# Start of Records for processing

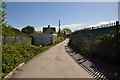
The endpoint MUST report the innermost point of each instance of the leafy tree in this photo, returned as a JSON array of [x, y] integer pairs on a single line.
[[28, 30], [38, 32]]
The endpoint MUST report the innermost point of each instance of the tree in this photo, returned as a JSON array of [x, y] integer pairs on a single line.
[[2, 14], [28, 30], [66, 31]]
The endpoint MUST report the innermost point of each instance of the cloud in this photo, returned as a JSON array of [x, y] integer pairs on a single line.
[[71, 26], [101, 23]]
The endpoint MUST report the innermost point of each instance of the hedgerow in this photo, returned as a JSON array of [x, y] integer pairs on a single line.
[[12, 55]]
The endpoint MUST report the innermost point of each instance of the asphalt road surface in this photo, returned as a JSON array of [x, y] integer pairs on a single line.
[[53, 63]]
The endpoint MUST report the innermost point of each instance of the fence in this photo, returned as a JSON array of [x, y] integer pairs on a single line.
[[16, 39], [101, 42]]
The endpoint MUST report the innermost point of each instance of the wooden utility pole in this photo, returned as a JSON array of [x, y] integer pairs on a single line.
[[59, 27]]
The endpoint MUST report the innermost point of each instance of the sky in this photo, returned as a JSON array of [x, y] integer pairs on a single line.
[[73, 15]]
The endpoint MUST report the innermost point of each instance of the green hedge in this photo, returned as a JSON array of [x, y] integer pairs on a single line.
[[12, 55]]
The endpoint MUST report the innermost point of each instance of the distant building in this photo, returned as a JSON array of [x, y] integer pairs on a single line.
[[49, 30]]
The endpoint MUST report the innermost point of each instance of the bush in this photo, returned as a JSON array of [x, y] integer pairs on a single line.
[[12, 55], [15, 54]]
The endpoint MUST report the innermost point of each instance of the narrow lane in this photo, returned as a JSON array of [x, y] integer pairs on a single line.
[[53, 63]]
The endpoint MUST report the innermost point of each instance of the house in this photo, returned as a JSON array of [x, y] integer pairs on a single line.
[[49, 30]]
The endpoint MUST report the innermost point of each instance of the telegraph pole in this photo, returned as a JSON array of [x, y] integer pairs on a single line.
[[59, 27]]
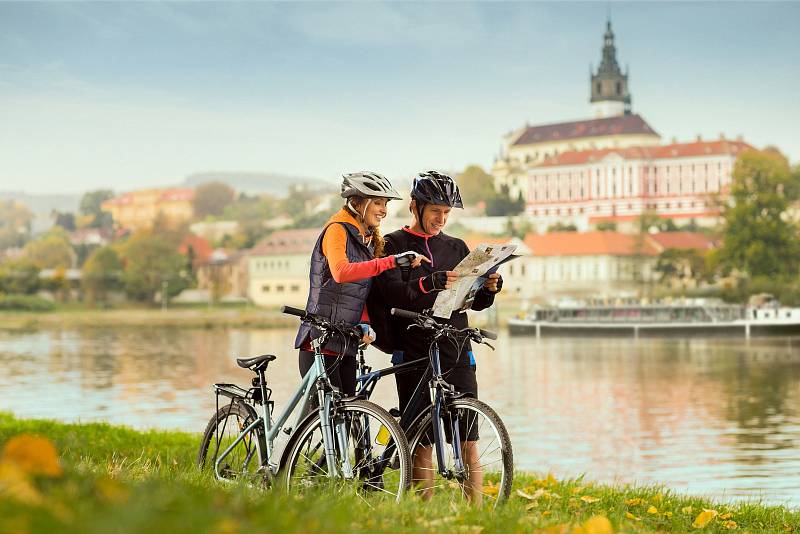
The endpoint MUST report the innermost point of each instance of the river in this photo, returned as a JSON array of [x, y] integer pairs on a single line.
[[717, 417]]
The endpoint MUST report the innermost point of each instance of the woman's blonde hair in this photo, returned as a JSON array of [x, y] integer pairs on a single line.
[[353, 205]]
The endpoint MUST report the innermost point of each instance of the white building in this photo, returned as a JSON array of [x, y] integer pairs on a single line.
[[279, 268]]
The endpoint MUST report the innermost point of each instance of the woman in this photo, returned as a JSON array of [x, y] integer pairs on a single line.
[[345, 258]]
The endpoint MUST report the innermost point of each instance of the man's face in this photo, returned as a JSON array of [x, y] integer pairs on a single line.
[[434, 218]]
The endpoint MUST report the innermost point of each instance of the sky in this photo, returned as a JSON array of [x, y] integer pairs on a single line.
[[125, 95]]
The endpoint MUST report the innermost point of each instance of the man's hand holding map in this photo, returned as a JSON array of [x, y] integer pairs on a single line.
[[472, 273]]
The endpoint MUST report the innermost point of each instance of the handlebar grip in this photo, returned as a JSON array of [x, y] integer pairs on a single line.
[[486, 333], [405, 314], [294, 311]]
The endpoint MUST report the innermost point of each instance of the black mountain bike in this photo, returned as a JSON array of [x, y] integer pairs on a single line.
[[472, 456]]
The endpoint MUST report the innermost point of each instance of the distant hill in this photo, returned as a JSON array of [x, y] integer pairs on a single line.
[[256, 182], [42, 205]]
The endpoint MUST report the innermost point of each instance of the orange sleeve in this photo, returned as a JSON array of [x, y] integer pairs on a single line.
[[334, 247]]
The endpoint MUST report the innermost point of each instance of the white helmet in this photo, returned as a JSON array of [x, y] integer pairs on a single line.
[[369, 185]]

# End of Records for processing

Required work. Rewrite everything from the line containing "the distant building" down to the line containing "[[12, 55], [15, 54]]", keeping every row's text as is but adding 31 to each x and y coordinate in the answers.

Exercise solution.
The endpoint MUST report the innermost point of each instance of the distant building in this photo, returned as a JSON array of [x, y] integer pairs on a single line.
[[80, 61]]
The endpoint MUST report the innermost point of each instance of the bush in this photo, returned as a JSON array of [x, y] integer pairs on a single line.
[[43, 86], [46, 85]]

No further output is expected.